* _Source text_:
□ □ □ □ □
[Terrapreta] Amazon cattle ranging

lou gold lou.gold at gmail.com
Wed May 21 13:16:08 CDT 2008


Hi Max,

I'm afraid that what you say is not true.

*If, for example, 1/40th of the tree volume per hectare of a tropical forest
is extracted annually, there will not be any noticeable degradation.*

The following is from Mongabay at:
http://rainforests.mongabay.com/0807.htm

Even without clear-cutting, the construction of logging roads to reach
forest resources is destructive in the its own right and encourages
settlement of previously inaccessible forest lands by speculators, land
developers, and poor farmers. Studies by the Environmental Defense Fund show
that areas that have been selectively logged are eight times more likely to
be settled and cleared by shifting cultivators than untouched rainforests
because of the access granted by logging roads. Research has found a high
correlation between the presence of logging roads and consumption of
"bushmeat"—wild animals hunted as food.

Logging roads aside, selective logging itself—where only one or two valuable
tree species <http://rainforests.mongabay.com/08mahogany.htm> are harvested
from an area—can take a heavy toll on primary tropical forests. A late 2005
study conducted by scientists from the Carnegie
Institution<http://news.mongabay.com/2005/1101-logging_amazon.html>at
Stanford University determined that "selective logging" creates twice
as
much damage as is detected by satellites while resulting in 25 percent more
greenhouse gas emissions than previously believed.
□ □ □ □ □
* _Work to do_: Continue the message about selective logging in tropical forests from its last sentence.

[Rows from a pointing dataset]
□ □ □ □ □
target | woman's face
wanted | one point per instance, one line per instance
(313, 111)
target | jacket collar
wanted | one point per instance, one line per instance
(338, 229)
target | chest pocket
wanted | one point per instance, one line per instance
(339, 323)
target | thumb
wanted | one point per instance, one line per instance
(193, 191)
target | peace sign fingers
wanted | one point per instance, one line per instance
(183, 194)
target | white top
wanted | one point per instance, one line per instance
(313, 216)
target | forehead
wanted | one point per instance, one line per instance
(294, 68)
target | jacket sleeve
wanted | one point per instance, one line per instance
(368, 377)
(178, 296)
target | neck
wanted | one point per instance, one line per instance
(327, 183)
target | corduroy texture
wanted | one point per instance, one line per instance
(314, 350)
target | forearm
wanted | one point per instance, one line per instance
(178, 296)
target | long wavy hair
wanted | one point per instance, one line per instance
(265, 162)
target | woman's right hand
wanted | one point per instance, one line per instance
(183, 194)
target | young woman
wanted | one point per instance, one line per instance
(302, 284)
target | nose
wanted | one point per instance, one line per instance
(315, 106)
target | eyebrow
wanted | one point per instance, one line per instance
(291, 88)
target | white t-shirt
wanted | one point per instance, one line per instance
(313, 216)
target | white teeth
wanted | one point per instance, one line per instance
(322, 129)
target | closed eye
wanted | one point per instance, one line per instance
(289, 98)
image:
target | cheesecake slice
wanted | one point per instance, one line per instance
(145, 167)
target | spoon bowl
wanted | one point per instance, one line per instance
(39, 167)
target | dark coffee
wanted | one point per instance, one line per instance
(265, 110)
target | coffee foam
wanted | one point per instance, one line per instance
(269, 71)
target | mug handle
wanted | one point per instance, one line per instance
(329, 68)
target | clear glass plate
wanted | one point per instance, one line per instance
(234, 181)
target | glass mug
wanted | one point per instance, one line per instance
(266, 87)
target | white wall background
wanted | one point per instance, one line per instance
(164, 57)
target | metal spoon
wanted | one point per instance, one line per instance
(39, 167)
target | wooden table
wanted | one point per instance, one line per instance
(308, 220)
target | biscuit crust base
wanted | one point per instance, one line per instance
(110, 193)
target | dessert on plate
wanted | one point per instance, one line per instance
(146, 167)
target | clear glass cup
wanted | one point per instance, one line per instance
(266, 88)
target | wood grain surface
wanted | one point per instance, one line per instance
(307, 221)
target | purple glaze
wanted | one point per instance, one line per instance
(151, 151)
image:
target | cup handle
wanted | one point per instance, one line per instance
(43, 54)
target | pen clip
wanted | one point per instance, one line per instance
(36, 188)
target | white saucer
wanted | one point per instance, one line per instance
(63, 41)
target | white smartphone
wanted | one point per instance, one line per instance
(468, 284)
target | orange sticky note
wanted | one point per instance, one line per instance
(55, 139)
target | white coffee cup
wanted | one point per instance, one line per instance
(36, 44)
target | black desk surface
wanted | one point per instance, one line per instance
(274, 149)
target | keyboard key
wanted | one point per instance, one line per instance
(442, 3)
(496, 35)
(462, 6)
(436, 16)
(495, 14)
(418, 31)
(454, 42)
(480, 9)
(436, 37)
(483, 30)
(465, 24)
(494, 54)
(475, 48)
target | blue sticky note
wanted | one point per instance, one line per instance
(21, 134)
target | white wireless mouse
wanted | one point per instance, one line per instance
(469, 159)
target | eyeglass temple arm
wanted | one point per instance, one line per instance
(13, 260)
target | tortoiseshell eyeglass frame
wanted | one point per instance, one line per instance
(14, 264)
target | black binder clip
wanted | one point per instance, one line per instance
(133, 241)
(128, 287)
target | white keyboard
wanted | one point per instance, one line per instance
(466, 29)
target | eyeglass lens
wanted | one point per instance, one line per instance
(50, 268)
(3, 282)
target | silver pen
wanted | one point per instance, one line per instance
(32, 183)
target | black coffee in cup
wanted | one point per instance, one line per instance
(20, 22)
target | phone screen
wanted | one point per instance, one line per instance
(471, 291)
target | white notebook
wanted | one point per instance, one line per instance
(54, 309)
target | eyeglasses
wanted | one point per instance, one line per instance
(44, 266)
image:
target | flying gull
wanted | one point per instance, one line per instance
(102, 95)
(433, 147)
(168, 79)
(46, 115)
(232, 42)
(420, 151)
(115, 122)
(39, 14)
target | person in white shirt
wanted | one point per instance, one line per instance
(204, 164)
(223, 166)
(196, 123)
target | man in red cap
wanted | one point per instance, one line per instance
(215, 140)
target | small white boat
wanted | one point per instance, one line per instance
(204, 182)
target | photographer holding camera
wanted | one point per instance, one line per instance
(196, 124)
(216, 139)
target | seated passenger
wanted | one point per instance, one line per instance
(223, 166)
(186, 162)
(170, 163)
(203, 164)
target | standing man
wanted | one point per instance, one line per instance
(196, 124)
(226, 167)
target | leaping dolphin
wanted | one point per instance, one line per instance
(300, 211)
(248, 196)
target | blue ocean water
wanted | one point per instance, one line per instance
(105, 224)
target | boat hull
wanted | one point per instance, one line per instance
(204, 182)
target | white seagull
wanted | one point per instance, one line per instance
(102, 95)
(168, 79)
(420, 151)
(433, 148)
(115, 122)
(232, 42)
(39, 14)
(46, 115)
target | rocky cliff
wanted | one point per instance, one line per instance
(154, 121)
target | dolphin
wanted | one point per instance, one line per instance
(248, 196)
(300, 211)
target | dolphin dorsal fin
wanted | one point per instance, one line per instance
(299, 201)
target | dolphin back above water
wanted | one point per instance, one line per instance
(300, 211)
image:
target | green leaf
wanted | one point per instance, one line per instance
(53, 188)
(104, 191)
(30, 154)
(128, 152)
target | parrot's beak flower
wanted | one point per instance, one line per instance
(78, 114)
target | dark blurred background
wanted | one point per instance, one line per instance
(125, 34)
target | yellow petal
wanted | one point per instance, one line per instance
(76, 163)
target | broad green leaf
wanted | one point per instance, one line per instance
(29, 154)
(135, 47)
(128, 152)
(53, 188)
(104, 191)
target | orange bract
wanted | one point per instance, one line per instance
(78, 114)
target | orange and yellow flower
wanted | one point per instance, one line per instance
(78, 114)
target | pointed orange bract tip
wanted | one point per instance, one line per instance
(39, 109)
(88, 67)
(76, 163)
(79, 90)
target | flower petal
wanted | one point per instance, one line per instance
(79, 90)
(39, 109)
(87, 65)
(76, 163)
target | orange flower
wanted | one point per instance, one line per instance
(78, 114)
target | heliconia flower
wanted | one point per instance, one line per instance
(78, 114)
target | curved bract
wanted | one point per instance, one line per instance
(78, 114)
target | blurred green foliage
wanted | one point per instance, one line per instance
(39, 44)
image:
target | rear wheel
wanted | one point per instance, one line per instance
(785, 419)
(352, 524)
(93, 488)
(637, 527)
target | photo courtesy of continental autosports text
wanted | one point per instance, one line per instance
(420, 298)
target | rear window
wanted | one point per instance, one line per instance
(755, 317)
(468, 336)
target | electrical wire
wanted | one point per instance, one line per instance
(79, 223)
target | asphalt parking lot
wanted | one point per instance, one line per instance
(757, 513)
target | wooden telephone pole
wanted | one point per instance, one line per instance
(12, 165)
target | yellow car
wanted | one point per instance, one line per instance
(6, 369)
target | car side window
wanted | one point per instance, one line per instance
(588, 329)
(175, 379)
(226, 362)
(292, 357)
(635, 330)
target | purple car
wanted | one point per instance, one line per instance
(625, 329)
□ □ □ □ □
* _Result below_:
Selective logging—as usually practiced—is degrading to the forest because
the felling of a single large tree can bring down dozens of surrounding
trees which are connected to the target tree by vines and lianas. The
thinning of the protective canopy exposes the forest to increased sunlight
and drying winds that can kill symbiotic soil organisms essential for
decomposition and nutrient-fixing, while drying leaf litter and increasing
the forest's vulnerability to fire. Further, the use of tractors for
removing trees tears up the soil and increases erosion. Selective logging
has been found to reduce global biodiversity by destroying habitat for
primary forest species.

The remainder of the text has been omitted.